Start MATERIAL PROVIDED
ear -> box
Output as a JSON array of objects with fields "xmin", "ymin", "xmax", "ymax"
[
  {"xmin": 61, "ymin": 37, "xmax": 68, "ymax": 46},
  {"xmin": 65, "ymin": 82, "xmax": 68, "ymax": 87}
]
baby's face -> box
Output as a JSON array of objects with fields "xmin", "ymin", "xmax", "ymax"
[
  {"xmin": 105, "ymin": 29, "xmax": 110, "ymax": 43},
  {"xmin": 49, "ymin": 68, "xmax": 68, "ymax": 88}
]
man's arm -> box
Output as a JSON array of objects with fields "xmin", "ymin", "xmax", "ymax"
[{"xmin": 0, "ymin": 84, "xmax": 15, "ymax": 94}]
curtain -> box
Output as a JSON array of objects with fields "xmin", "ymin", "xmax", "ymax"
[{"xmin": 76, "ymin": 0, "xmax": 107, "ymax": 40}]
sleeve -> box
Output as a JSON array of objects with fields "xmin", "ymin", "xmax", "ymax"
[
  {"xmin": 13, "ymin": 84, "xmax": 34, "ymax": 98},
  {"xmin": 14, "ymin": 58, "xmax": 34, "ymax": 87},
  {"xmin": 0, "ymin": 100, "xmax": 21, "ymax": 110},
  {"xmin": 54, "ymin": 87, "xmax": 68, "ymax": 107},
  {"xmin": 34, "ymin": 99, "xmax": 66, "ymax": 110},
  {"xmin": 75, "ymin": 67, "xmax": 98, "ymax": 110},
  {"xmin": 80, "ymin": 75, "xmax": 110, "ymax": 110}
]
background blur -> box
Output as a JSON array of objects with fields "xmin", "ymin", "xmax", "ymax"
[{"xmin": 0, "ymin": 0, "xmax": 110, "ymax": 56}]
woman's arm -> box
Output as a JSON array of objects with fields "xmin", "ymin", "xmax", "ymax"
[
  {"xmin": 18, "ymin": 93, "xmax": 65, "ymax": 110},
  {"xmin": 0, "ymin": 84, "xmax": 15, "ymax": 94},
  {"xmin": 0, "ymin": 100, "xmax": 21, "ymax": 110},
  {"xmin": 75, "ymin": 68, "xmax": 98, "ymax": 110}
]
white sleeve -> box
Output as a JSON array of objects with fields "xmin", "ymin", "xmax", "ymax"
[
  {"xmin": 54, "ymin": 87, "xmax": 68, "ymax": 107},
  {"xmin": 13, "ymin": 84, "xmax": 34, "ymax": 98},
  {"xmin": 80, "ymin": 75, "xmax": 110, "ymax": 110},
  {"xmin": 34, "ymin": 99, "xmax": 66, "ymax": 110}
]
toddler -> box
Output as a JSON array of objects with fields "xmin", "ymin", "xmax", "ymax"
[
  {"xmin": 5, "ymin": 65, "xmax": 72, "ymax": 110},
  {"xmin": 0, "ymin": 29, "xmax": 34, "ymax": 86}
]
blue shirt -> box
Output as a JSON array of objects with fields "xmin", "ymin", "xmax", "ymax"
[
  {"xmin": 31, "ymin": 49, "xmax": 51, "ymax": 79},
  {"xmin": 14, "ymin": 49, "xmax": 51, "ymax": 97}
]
End MATERIAL PROVIDED
Start MATERIAL PROVIDED
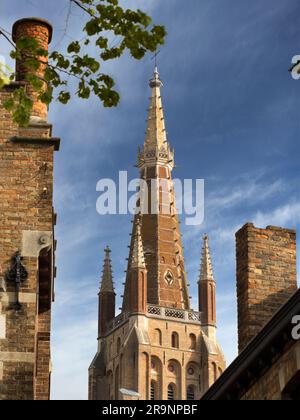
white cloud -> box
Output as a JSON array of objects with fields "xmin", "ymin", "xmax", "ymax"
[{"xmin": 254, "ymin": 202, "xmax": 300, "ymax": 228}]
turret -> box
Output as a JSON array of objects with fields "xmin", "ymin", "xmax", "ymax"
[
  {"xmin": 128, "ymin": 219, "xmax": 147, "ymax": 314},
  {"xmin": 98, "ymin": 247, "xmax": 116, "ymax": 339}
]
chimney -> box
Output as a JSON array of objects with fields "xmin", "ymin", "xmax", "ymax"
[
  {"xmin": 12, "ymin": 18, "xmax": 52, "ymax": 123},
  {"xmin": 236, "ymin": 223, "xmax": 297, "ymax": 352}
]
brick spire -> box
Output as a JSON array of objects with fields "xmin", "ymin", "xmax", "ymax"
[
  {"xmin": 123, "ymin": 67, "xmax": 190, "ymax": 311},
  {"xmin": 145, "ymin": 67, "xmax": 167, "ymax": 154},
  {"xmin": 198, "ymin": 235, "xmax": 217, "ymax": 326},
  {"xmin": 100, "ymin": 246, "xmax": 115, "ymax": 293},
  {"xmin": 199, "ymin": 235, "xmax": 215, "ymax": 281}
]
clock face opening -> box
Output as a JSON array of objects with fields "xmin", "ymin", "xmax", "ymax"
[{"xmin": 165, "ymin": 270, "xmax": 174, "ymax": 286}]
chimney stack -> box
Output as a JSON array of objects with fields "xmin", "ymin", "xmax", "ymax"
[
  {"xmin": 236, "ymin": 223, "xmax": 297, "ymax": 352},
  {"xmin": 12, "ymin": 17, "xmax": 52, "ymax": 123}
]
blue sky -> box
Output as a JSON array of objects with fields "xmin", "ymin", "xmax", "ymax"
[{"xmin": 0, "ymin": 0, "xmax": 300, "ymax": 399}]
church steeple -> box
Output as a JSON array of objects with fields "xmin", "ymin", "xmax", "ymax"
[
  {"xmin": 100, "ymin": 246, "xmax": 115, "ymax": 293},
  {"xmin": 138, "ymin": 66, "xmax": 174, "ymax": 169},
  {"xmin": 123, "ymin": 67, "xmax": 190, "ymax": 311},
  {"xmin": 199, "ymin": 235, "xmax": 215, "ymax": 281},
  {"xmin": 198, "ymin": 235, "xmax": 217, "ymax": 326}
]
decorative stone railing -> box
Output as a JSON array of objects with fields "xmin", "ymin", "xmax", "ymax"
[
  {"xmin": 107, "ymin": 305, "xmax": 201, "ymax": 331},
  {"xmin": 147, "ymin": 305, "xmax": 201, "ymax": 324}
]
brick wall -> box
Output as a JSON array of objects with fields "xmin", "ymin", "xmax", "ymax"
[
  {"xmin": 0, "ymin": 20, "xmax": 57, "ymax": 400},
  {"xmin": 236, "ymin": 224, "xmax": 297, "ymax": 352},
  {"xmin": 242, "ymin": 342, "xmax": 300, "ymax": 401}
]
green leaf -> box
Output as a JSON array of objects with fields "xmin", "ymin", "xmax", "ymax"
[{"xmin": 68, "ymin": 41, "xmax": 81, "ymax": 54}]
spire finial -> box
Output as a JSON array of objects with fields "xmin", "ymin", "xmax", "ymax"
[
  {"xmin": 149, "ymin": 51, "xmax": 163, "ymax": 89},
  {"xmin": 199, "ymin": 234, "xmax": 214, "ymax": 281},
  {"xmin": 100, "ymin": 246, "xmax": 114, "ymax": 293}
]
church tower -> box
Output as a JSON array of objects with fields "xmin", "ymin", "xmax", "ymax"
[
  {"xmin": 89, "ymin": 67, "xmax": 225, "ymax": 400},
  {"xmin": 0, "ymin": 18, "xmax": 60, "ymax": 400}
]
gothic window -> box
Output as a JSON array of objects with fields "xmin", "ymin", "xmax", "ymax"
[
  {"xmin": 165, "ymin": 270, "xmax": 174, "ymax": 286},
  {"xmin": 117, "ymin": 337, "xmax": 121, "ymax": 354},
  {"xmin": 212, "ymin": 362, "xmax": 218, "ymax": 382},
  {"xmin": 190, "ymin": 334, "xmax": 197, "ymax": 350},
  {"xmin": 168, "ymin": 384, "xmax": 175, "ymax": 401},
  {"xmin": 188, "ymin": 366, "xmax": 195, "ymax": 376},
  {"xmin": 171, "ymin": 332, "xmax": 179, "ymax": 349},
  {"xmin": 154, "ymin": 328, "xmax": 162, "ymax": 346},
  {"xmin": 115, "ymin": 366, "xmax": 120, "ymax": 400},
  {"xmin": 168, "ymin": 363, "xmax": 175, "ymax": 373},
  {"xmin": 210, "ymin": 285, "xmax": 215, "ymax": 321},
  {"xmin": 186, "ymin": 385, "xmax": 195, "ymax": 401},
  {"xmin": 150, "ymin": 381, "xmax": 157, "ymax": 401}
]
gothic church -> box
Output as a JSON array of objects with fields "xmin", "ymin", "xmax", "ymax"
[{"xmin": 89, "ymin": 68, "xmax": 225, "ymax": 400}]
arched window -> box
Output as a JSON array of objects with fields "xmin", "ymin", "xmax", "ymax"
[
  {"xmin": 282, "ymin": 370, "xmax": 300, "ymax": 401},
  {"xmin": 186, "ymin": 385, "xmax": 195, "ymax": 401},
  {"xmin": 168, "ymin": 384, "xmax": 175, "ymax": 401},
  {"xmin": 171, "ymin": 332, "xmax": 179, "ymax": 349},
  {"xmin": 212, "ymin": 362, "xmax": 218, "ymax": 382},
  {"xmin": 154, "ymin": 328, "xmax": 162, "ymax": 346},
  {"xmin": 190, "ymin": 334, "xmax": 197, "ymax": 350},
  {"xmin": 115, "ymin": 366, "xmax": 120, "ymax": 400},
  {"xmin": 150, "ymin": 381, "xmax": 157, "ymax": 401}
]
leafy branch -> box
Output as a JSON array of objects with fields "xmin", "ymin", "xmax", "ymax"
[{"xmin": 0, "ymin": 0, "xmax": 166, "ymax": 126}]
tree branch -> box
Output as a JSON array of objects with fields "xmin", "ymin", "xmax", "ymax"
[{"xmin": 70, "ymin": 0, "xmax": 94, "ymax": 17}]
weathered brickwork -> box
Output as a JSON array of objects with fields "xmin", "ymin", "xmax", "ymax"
End MATERIAL PROVIDED
**TASK TO COMPLETE:** Count the lines in the material above that contain the string "gothic", with case significant. Reply with the number alone.

**COMPLETED EXERCISE:** 2